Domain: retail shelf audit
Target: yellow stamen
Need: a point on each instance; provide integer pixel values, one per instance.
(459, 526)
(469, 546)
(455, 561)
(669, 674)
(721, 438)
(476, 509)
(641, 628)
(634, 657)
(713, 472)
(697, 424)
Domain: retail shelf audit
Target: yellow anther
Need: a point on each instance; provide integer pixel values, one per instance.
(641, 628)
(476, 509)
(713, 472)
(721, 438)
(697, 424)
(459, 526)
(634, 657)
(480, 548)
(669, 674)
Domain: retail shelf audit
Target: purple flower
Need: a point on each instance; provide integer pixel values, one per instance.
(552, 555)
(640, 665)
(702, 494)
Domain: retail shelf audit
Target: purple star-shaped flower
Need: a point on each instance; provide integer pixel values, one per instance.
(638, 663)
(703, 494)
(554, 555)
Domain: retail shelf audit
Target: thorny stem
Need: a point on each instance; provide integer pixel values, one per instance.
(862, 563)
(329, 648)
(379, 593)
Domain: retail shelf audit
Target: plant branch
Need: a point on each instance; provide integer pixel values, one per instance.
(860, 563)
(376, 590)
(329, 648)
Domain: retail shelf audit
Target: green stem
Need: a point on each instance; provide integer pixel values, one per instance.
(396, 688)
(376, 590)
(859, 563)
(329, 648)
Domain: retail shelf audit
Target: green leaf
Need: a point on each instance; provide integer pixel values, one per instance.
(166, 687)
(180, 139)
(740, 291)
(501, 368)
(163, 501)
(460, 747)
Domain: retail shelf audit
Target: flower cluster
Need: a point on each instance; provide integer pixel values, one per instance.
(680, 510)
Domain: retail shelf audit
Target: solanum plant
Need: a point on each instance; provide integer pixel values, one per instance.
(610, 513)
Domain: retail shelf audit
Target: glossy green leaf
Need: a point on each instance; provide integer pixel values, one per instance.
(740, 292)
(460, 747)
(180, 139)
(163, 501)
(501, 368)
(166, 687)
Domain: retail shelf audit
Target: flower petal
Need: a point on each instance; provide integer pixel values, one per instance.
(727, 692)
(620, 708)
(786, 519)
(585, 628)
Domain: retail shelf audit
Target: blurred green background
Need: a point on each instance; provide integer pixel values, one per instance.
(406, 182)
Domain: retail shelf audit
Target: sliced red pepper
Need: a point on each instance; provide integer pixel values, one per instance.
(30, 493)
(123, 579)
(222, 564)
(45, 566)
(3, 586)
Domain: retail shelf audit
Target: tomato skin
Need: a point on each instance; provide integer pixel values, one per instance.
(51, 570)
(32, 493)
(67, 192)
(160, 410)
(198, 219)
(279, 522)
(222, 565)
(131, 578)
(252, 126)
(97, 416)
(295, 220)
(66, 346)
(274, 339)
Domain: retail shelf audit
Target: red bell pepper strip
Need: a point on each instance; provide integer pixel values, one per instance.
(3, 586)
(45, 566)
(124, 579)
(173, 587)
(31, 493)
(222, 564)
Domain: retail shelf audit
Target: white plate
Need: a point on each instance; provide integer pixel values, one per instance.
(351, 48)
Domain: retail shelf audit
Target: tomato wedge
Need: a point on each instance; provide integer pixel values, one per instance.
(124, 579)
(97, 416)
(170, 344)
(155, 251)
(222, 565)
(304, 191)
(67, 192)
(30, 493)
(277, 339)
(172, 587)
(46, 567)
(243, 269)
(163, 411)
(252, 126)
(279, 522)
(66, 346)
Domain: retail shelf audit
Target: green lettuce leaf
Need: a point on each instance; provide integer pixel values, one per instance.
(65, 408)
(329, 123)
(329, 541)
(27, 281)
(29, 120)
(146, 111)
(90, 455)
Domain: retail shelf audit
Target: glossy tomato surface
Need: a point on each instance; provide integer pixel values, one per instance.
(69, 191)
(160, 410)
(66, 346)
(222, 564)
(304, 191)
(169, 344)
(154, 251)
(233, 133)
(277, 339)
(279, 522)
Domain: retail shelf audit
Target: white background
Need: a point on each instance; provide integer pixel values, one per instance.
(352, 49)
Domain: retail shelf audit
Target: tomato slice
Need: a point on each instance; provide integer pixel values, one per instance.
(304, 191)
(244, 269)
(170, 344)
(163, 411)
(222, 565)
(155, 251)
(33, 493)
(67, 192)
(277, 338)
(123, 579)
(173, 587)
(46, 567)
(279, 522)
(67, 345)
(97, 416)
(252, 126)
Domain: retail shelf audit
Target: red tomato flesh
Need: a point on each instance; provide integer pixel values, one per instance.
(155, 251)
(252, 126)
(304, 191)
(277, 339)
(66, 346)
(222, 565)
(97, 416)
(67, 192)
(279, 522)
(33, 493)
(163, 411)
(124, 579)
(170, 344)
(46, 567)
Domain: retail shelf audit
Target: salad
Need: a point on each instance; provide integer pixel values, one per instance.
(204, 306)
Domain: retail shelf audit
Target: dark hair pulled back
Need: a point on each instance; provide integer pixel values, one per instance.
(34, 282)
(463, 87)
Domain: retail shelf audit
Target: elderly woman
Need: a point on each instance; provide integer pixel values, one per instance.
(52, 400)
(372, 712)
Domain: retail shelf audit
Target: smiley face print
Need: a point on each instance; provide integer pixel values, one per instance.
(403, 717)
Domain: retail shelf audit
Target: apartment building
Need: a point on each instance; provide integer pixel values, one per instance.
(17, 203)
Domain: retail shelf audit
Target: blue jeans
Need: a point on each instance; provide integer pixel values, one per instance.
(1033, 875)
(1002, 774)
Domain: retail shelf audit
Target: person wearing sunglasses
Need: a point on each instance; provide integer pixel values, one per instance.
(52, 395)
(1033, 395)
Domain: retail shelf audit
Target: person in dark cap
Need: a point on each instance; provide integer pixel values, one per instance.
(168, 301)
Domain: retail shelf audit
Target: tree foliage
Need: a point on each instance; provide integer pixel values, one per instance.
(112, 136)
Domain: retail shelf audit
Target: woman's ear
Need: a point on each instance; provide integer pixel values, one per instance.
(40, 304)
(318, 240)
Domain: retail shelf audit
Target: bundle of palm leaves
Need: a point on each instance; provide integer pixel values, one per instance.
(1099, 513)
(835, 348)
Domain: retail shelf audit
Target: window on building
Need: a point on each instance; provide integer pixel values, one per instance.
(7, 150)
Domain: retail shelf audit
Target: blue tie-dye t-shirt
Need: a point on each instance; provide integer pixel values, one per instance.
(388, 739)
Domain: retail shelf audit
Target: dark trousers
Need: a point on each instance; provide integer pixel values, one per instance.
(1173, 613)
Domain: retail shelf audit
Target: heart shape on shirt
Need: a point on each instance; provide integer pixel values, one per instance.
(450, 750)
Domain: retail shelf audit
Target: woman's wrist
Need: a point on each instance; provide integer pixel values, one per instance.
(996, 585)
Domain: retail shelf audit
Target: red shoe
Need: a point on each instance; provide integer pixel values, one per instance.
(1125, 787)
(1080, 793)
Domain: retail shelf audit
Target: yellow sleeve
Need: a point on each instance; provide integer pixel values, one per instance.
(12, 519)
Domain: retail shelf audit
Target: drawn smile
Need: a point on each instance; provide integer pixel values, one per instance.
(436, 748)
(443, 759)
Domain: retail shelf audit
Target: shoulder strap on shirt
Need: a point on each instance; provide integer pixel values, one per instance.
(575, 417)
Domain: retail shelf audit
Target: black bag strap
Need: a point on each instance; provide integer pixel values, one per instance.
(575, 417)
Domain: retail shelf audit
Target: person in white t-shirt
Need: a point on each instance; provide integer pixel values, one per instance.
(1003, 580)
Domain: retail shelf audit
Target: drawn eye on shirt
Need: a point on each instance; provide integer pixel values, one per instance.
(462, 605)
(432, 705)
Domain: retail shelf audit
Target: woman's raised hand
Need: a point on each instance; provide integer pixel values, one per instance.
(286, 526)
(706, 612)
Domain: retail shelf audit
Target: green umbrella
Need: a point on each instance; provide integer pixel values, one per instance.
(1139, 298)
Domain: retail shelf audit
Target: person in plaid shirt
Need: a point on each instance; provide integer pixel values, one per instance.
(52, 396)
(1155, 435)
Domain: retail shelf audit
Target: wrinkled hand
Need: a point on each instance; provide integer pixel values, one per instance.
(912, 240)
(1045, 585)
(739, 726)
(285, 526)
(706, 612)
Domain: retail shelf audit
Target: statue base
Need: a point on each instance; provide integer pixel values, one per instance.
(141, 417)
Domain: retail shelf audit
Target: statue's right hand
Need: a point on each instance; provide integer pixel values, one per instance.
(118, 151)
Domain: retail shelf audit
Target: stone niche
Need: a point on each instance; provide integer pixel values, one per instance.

* **ASSIGNED TASK**
Exactly those lines that run from the start of the listing to the line containing "Target: glossy green leaf" should be output, and no others.

* **OUTPUT OF THE EXERCISE**
Domain: retail shelf audit
Target: yellow stamen
Need: a point on each instance; provide integer pixel values, one per instance.
(459, 526)
(469, 546)
(455, 561)
(669, 674)
(721, 438)
(476, 509)
(641, 628)
(634, 657)
(713, 472)
(697, 424)
Domain: retail shelf audit
Target: yellow anther
Need: a point on each instance; provide integer pixel values, one per instance.
(641, 628)
(476, 509)
(713, 472)
(721, 438)
(697, 424)
(459, 526)
(634, 657)
(480, 548)
(669, 674)
Domain: retail shelf audit
Target: purple flower
Need: a point on each instance; provide integer pixel values, one per instance.
(552, 555)
(640, 665)
(702, 494)
Domain: retail shelf audit
Target: purple star-shaped flower
Need: a point on each instance; provide integer pixel values, one per instance.
(638, 663)
(703, 494)
(554, 555)
Domain: retail shelf audit
Target: thorny stem
Need: a point on each instance; provide integer pixel values, one per instance.
(862, 563)
(329, 648)
(379, 593)
Domain: retail shelf audit
Target: plant branch
Need: a point on each instance; provide integer pixel values, one per instance.
(860, 563)
(376, 590)
(329, 648)
Domain: retail shelf audit
Target: green stem
Need: a point on each instance; provide integer pixel values, one per instance.
(396, 688)
(376, 590)
(859, 563)
(329, 648)
Domain: retail shelf audit
Target: green leaf
Need: a point on each instance; provide integer pixel values, one per instance.
(166, 687)
(180, 139)
(740, 291)
(501, 368)
(163, 501)
(460, 747)
Domain: retail shelf audit
Target: flower cluster
Need: a point on each instance; provide integer pixel values, one per instance.
(680, 510)
Domain: retail shelf audit
Target: solanum plant
Need: a point on each instance; provide integer pixel values, one per instance.
(610, 513)
Domain: retail shelf audit
Target: glossy green leaf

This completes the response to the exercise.